Document:

<<<<

It’s Friday morning and you just scored floor tickets for your favorite band’s summer tour. You’ve seen social ads and emails about tickets going on sale, so you were ready.
Fast forward to Saturday and your email pings with a reminder to get your tickets now. Then you see ads for purchasing tickets to the tour twice in 30 minutes on Instagram. The obvious disconnect has your marketing brain’s synapses firing. You already bought tickets, why are they still advertising to you?
Now, imagine instead they had sent you an email reminder about buying a parking pass. Or placed social ads to pre-order tour merchandise. It would’ve grabbed your attention, right?
To wow customers and win their repeat business, you need to do more than connect. You have to engage them in the perfect way at every moment. Make their journey feel seamless. Real-time marketing is an opportunity for brands to deliver a personalized-for-the-moment user experience. But it’s also a challenge to keep up with the digital world’s lightspeed pace.
Real-time marketing is the act of delivering relevant and timely content to users. In an omnichannel world, this is not always as simple as it sounds.
A user might start their journey with a Facebook ad on their phone. They’ll check out your brand’s website on their tablet, then make a purchase on their PC. And they might call your support center if something goes wrong. All of this happens quickly, and you need to stitch together the details second by second.
There are two key aspects of real-time marketing:
To deliver relevant and timely content, you need information to work from. What is a user interested in? Where are they in the customer journey? How can you best provide value for them?

>>>>

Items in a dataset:
<<<<

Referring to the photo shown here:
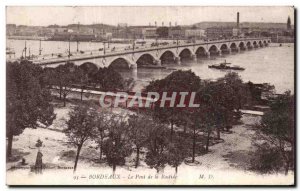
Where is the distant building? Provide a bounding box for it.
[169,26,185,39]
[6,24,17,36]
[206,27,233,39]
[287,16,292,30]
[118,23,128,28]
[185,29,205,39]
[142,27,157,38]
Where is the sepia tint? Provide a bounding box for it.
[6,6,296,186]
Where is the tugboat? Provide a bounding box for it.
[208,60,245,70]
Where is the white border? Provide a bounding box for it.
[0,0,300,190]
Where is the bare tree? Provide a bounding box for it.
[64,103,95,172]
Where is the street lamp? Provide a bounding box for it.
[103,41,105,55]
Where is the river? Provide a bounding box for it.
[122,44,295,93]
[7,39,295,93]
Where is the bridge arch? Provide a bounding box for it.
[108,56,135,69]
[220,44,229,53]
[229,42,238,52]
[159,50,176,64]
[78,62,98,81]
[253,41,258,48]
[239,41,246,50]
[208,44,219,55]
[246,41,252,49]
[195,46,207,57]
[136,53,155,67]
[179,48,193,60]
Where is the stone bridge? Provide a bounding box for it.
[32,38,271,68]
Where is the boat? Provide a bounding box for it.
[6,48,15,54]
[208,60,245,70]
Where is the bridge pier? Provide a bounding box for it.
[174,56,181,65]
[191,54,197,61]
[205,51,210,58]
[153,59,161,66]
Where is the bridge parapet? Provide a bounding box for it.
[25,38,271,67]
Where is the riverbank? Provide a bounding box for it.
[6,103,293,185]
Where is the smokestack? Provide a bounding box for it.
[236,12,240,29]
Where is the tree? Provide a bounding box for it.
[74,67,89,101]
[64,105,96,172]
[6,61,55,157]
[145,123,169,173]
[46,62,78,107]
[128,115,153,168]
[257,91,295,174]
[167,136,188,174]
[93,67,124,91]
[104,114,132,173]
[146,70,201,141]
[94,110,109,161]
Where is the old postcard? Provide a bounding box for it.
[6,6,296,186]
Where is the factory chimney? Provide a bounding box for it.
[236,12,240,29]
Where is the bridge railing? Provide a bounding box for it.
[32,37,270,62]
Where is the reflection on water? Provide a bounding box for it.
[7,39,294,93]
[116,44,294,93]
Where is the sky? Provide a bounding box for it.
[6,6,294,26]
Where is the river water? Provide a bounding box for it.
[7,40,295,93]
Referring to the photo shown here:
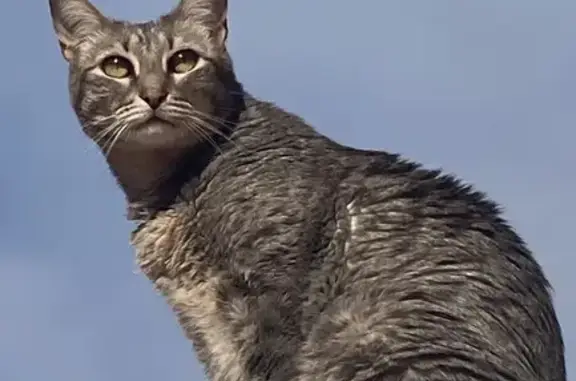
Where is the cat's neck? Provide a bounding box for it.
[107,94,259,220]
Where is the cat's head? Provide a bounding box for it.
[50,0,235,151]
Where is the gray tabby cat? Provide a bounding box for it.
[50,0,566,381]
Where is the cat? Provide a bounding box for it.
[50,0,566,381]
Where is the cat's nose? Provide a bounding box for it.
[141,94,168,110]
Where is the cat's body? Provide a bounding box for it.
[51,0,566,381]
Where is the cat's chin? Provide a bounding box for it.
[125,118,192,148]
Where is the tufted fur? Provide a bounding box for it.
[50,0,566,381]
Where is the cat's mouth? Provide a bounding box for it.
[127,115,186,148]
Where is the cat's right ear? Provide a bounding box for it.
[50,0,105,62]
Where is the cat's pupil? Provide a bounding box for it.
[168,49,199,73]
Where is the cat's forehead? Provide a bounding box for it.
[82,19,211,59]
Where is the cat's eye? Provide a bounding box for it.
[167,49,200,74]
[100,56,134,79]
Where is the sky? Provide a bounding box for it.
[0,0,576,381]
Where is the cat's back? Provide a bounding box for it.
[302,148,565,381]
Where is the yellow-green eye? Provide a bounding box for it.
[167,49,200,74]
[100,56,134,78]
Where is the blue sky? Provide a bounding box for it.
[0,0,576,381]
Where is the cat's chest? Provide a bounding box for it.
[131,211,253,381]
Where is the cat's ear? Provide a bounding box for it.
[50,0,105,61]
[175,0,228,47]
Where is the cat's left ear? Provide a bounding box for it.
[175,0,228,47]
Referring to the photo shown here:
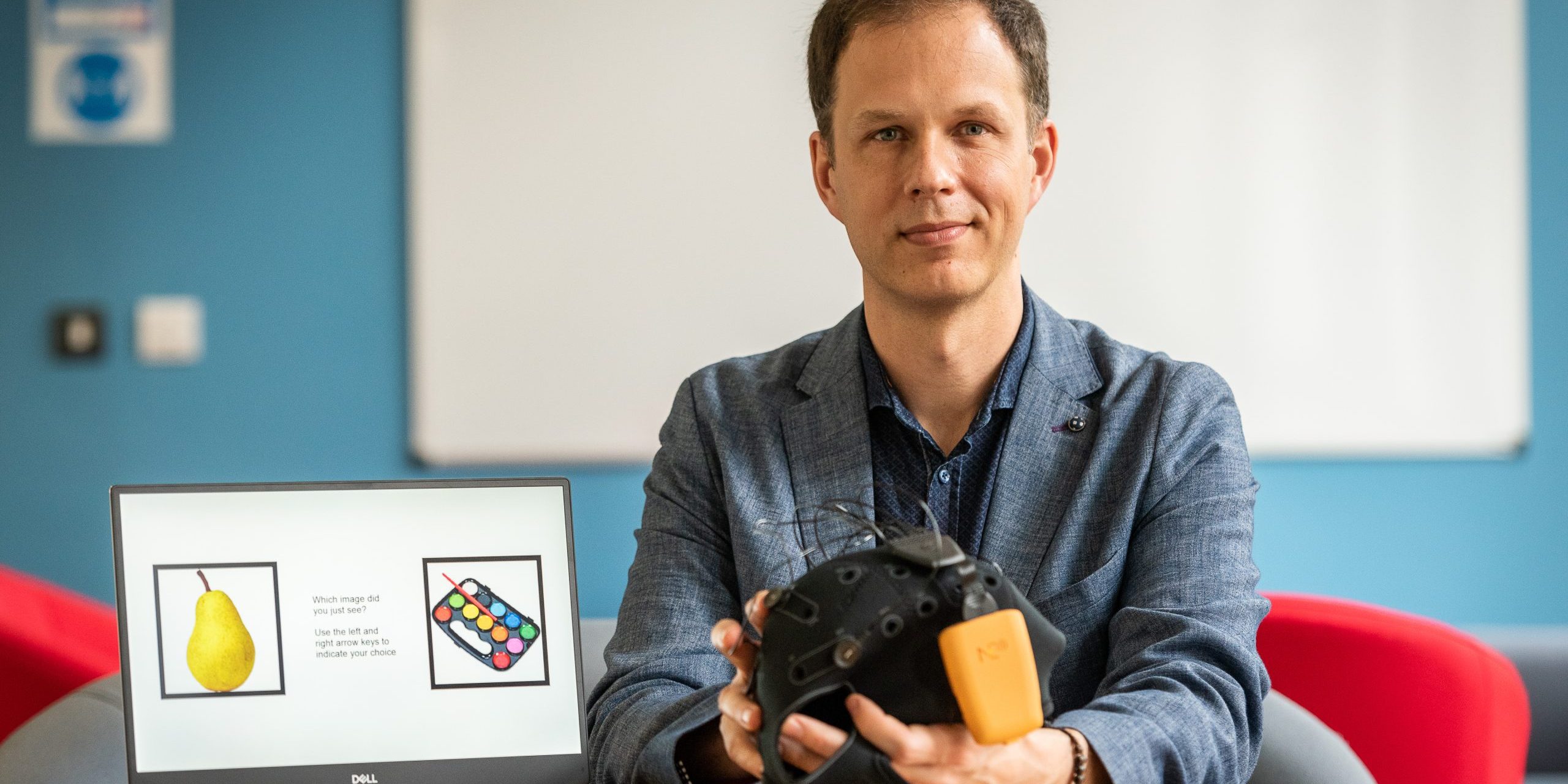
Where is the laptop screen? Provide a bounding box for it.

>>>>

Exercises to complete:
(A) Answer these questions using the article on real-time marketing:
(i) On what morning were the floor tickets bought?
(ii) On which platform did ads for the tour tickets appear twice in 30 minutes?
(iii) How does the article define real-time marketing?
(B) Please extend the article on real-time marketing, picking up after its final paragraph.
None of these entries are needed.

Answers for this exercise:
(A)
(i) Friday morning
(ii) Instagram
(iii) As the act of delivering relevant and timely content to users

(B)
Real-time data is information you ingest and process without delay. Like, within milliseconds. “Older” data—even on the scale of minutes—is still valuable. But you can only use it reactively, rather than proactively.
In turn, real-time marketing needs real-time data to function properly. Plug old data into real-time marketing engines and you’ll get flawed insights. However, real-time marketing goes beyond data in two ways:
Take the concert ticket example. To prevent mistargeted ads and refine media buys, an entertainment company needs to know who bought tickets immediately. But they also don’t need to immediately upsell or re-market to attendees. Instead, they can rely on processing data in real-time to use it at the right time.
Many people thought customer data platforms (CDPs) would revolutionize marketing. Brands also thought relying on legacy data warehouses—originally built for static and batched data—would be able to keep up with real-time needs and streaming data. But the truth is, CDPs, data warehouses, and data lakes aren’t enough to get brands real-time marketing.
Unfortunately, CDPs aren’t a comprehensive solution. Getting all of your data in one place only matters if you can act on the information. And as many companies learned the hard way, unifying data into a single CDP is easier said than done—not to mention CDPs rarely have true real-time data and insights.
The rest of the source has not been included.